Task instructions => State, as a number alone, how many lines of the data contain the string "below".

Entries provided =>
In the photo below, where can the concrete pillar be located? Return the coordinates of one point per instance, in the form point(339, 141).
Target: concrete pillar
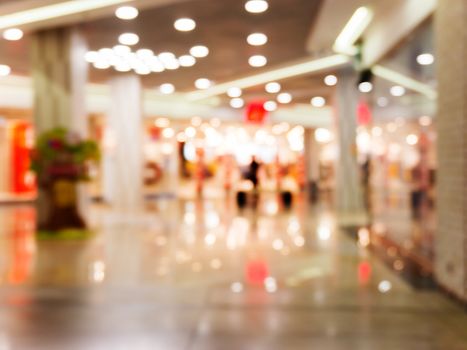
point(59, 79)
point(59, 74)
point(349, 194)
point(123, 154)
point(451, 235)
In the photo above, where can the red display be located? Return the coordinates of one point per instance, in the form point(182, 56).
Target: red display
point(255, 112)
point(20, 158)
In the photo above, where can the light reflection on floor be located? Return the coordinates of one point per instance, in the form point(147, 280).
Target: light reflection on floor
point(202, 274)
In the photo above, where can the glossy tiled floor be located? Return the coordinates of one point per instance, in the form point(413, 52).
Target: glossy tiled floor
point(201, 275)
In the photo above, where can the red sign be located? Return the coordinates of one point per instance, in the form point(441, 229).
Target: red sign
point(363, 114)
point(255, 112)
point(21, 158)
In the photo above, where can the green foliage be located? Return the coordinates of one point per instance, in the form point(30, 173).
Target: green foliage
point(60, 152)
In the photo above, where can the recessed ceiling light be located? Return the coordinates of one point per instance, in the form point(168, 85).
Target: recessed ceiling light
point(127, 12)
point(330, 80)
point(411, 139)
point(101, 64)
point(256, 6)
point(167, 89)
point(234, 92)
point(187, 61)
point(365, 87)
point(122, 67)
point(273, 87)
point(424, 120)
point(257, 61)
point(172, 65)
point(397, 91)
point(13, 34)
point(199, 51)
point(144, 54)
point(128, 39)
point(185, 24)
point(284, 97)
point(270, 106)
point(4, 70)
point(318, 101)
point(237, 102)
point(155, 65)
point(142, 70)
point(257, 39)
point(425, 59)
point(91, 56)
point(382, 101)
point(203, 83)
point(121, 50)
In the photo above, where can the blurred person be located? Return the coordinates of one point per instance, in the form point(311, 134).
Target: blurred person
point(253, 172)
point(419, 187)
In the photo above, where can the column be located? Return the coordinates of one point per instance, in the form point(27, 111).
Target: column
point(59, 74)
point(123, 154)
point(451, 235)
point(348, 193)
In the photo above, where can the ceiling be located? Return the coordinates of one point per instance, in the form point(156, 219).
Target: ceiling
point(222, 26)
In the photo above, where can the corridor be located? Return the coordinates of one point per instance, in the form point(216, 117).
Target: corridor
point(202, 274)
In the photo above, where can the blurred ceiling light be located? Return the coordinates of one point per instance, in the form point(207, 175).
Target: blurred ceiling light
point(142, 70)
point(122, 67)
point(4, 70)
point(48, 12)
point(318, 101)
point(101, 64)
point(384, 286)
point(404, 81)
point(270, 106)
point(199, 51)
point(126, 12)
point(425, 59)
point(323, 135)
point(144, 53)
point(187, 61)
point(91, 56)
point(256, 6)
point(162, 122)
point(257, 39)
point(190, 131)
point(424, 120)
point(284, 97)
point(273, 87)
point(330, 80)
point(185, 24)
point(155, 65)
point(257, 61)
point(171, 64)
point(365, 87)
point(167, 89)
point(382, 101)
point(397, 90)
point(411, 139)
point(353, 30)
point(202, 83)
point(236, 287)
point(236, 102)
point(13, 34)
point(293, 70)
point(121, 50)
point(234, 92)
point(128, 39)
point(168, 133)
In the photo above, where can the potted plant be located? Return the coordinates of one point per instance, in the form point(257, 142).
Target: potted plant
point(61, 160)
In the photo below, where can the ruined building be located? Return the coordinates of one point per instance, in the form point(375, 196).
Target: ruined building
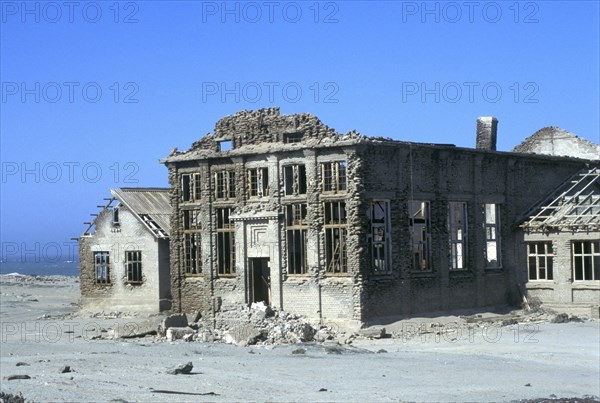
point(283, 209)
point(124, 253)
point(562, 238)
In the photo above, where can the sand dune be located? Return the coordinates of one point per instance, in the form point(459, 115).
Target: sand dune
point(43, 333)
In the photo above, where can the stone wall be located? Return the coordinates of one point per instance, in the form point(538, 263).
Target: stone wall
point(442, 174)
point(119, 295)
point(563, 292)
point(378, 169)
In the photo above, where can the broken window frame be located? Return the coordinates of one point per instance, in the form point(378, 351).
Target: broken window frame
point(335, 234)
point(540, 261)
point(419, 223)
point(115, 216)
point(334, 176)
point(258, 182)
point(102, 267)
point(225, 145)
point(380, 236)
point(586, 260)
point(491, 225)
point(191, 242)
point(458, 235)
point(294, 179)
point(133, 266)
point(191, 220)
point(296, 238)
point(190, 187)
point(192, 253)
point(290, 138)
point(224, 184)
point(225, 242)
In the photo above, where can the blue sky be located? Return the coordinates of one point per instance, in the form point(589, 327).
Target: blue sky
point(94, 93)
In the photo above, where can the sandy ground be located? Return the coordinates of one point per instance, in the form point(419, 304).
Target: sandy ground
point(41, 333)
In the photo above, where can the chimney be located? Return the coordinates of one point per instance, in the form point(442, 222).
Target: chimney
point(486, 133)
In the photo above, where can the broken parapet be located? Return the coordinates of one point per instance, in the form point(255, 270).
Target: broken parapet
point(487, 127)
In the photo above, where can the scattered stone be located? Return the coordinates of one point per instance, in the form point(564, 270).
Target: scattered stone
point(11, 398)
point(14, 377)
point(178, 333)
point(299, 351)
point(185, 369)
point(574, 318)
point(333, 349)
point(372, 333)
point(140, 334)
point(561, 318)
point(175, 320)
point(193, 317)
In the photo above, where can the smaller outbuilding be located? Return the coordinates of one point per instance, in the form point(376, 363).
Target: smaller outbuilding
point(562, 238)
point(124, 253)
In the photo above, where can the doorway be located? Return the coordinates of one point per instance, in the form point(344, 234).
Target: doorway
point(259, 280)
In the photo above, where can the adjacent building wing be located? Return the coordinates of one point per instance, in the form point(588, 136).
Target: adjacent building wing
point(574, 206)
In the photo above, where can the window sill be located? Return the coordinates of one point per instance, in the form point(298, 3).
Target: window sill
point(540, 284)
point(423, 274)
point(458, 274)
point(190, 276)
point(586, 284)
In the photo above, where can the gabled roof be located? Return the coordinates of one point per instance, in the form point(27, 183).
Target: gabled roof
point(553, 140)
point(151, 206)
point(575, 206)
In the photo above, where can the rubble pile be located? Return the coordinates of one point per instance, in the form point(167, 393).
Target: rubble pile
point(243, 326)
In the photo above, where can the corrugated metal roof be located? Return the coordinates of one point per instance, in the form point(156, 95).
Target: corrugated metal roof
point(574, 205)
point(151, 205)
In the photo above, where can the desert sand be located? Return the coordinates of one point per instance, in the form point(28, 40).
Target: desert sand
point(73, 356)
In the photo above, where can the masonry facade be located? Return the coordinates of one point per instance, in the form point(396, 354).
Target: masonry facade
point(124, 253)
point(562, 245)
point(283, 209)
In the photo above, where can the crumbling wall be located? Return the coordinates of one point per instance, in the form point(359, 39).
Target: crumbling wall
point(563, 291)
point(407, 172)
point(129, 235)
point(553, 140)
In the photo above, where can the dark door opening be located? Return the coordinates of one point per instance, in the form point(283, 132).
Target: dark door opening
point(259, 280)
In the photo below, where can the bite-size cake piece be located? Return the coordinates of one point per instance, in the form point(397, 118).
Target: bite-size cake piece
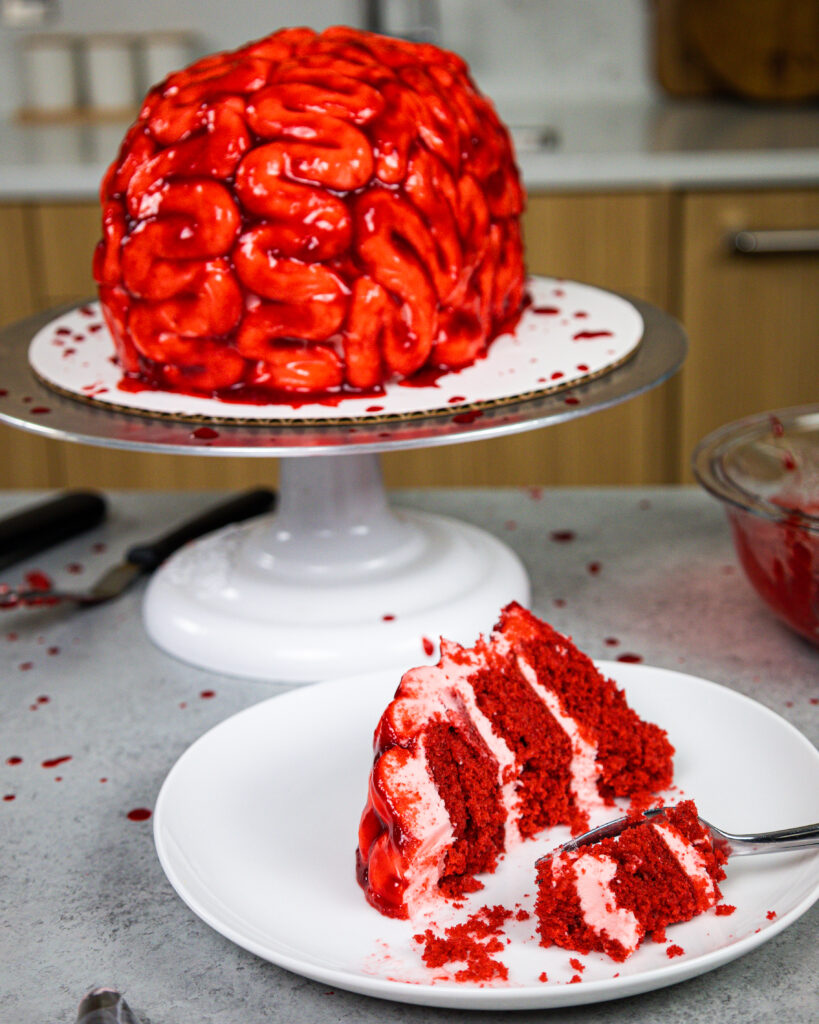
point(488, 747)
point(310, 213)
point(608, 896)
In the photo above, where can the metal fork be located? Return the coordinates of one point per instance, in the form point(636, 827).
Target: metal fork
point(731, 845)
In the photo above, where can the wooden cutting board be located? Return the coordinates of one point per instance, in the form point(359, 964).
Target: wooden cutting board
point(765, 50)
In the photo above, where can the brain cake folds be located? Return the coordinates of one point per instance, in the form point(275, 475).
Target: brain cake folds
point(487, 748)
point(312, 212)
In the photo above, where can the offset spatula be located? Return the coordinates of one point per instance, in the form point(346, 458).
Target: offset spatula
point(37, 527)
point(146, 556)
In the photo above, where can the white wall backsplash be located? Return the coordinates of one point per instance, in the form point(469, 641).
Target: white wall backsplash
point(522, 52)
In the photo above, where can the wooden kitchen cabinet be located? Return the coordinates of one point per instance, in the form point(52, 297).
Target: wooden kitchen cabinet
point(752, 321)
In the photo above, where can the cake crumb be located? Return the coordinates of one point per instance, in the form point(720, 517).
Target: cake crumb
point(471, 943)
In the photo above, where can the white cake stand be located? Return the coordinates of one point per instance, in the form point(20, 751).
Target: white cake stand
point(337, 581)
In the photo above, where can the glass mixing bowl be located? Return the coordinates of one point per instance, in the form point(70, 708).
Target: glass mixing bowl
point(765, 470)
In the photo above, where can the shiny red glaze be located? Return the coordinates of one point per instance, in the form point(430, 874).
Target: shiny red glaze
point(310, 213)
point(781, 560)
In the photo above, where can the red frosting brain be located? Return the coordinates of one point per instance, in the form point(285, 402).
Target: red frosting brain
point(312, 212)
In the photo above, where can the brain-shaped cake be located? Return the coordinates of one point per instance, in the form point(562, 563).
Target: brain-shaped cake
point(312, 212)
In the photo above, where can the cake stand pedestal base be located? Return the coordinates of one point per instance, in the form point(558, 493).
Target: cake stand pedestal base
point(335, 583)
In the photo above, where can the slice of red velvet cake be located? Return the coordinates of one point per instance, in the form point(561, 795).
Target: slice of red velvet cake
point(608, 896)
point(490, 745)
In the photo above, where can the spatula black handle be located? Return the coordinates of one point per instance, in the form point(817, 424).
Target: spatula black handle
point(45, 524)
point(152, 554)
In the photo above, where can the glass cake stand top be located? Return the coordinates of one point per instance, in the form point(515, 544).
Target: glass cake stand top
point(338, 582)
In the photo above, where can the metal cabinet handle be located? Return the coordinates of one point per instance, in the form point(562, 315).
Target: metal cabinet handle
point(784, 242)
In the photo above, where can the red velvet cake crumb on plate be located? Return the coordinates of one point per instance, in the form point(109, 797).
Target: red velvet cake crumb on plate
point(608, 896)
point(489, 747)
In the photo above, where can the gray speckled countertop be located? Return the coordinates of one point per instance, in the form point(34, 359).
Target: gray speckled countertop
point(83, 899)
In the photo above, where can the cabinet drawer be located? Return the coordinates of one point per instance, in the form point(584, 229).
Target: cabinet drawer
point(752, 321)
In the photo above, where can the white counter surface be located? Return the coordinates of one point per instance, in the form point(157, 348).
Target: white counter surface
point(593, 146)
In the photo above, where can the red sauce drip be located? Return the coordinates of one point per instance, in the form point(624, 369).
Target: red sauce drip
point(562, 536)
point(38, 580)
point(469, 417)
point(53, 762)
point(428, 377)
point(590, 335)
point(248, 394)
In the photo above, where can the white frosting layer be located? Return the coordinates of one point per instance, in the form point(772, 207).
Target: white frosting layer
point(425, 816)
point(584, 768)
point(689, 858)
point(444, 691)
point(593, 877)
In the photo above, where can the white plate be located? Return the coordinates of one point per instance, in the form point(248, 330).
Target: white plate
point(570, 333)
point(256, 829)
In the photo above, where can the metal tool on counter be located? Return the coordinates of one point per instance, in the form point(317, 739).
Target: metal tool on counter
point(734, 846)
point(105, 1006)
point(145, 557)
point(39, 526)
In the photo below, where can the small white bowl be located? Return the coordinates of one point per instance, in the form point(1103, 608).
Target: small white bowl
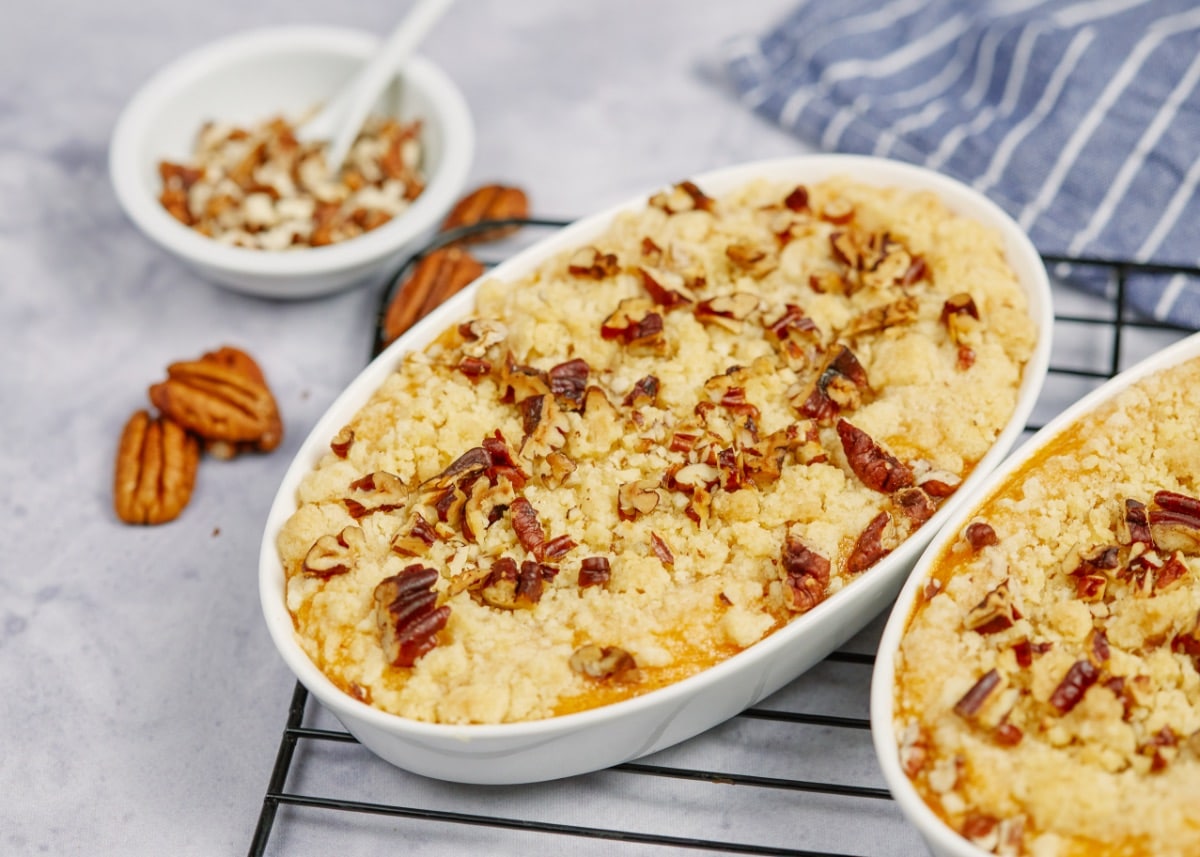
point(251, 77)
point(601, 737)
point(940, 837)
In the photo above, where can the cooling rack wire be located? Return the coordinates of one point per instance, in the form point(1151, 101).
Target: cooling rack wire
point(793, 775)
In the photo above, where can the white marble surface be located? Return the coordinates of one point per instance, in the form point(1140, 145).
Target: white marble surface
point(142, 701)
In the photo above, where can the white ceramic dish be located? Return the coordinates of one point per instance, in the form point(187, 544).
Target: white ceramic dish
point(598, 738)
point(943, 840)
point(257, 75)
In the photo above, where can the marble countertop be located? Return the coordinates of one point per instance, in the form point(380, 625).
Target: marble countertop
point(142, 700)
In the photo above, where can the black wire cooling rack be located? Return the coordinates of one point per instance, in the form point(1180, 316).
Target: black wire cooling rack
point(795, 774)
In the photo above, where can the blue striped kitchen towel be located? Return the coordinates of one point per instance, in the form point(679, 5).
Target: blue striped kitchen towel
point(1080, 118)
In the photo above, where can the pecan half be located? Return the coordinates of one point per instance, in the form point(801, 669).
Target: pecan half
point(222, 397)
point(877, 468)
point(636, 325)
point(1081, 676)
point(807, 575)
point(592, 263)
point(666, 288)
point(407, 615)
point(981, 534)
point(996, 612)
point(636, 498)
point(333, 555)
point(604, 664)
point(869, 546)
point(415, 539)
point(727, 310)
point(1133, 525)
point(342, 442)
point(528, 528)
point(487, 203)
point(155, 473)
point(437, 276)
point(973, 699)
point(379, 491)
point(569, 381)
point(660, 550)
point(891, 315)
point(645, 394)
point(840, 385)
point(683, 197)
point(1175, 522)
point(594, 571)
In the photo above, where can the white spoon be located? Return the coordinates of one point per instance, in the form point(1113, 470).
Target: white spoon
point(341, 119)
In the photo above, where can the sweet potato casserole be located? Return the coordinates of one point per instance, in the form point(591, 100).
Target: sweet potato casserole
point(1048, 691)
point(654, 450)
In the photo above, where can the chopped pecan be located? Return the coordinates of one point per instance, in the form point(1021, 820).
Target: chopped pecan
point(727, 310)
point(796, 335)
point(519, 382)
point(640, 497)
point(636, 325)
point(415, 539)
point(916, 504)
point(807, 575)
point(960, 317)
point(960, 304)
point(939, 483)
point(557, 467)
point(660, 550)
point(592, 263)
point(528, 528)
point(568, 382)
point(545, 426)
point(838, 210)
point(155, 472)
point(973, 699)
point(891, 315)
point(666, 288)
point(996, 612)
point(559, 546)
point(840, 385)
point(1171, 570)
point(222, 397)
point(1175, 522)
point(877, 469)
point(797, 199)
point(751, 258)
point(485, 504)
point(1188, 641)
point(1081, 676)
point(981, 534)
point(869, 546)
point(474, 367)
point(480, 334)
point(462, 471)
point(489, 203)
point(604, 664)
point(683, 197)
point(1162, 748)
point(1133, 525)
point(379, 491)
point(342, 442)
point(645, 393)
point(594, 571)
point(333, 555)
point(443, 273)
point(407, 615)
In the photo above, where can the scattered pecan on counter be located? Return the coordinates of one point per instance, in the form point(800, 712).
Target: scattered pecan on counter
point(219, 403)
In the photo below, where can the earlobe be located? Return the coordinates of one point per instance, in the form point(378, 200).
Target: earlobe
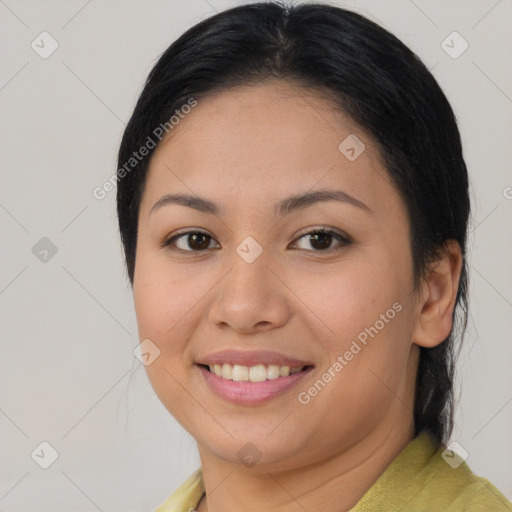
point(437, 298)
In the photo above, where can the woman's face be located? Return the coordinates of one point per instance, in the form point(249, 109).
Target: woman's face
point(254, 283)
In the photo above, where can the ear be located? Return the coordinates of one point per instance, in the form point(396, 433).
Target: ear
point(437, 298)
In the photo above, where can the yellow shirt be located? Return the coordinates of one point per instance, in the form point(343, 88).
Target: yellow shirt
point(423, 477)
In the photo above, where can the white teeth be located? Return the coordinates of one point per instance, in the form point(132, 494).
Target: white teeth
point(272, 371)
point(240, 372)
point(258, 373)
point(226, 372)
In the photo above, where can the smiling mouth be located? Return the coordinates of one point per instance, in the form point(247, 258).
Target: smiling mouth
point(257, 373)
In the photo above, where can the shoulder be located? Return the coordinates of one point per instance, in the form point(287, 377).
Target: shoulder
point(427, 476)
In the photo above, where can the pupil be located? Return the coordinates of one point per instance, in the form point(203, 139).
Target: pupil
point(193, 239)
point(323, 238)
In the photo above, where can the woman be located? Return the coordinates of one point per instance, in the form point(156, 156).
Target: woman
point(293, 205)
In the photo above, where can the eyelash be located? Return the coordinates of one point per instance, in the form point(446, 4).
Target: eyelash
point(344, 240)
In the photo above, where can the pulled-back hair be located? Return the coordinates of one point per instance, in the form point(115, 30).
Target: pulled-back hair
point(382, 86)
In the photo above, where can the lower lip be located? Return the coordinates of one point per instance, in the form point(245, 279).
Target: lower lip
point(251, 393)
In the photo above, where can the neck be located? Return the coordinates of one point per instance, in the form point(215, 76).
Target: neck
point(334, 484)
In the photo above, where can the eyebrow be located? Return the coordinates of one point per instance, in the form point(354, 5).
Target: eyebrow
point(282, 208)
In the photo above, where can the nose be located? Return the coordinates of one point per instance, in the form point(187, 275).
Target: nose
point(250, 298)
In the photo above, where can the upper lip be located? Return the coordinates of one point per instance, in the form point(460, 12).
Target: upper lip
point(251, 358)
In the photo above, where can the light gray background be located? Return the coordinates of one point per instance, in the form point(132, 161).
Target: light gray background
point(68, 374)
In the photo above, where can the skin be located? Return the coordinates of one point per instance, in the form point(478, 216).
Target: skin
point(247, 148)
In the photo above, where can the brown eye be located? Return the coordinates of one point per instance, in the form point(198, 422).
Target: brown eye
point(321, 240)
point(190, 241)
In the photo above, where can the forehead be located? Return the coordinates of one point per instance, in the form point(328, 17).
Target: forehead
point(267, 141)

Result of the exercise => 5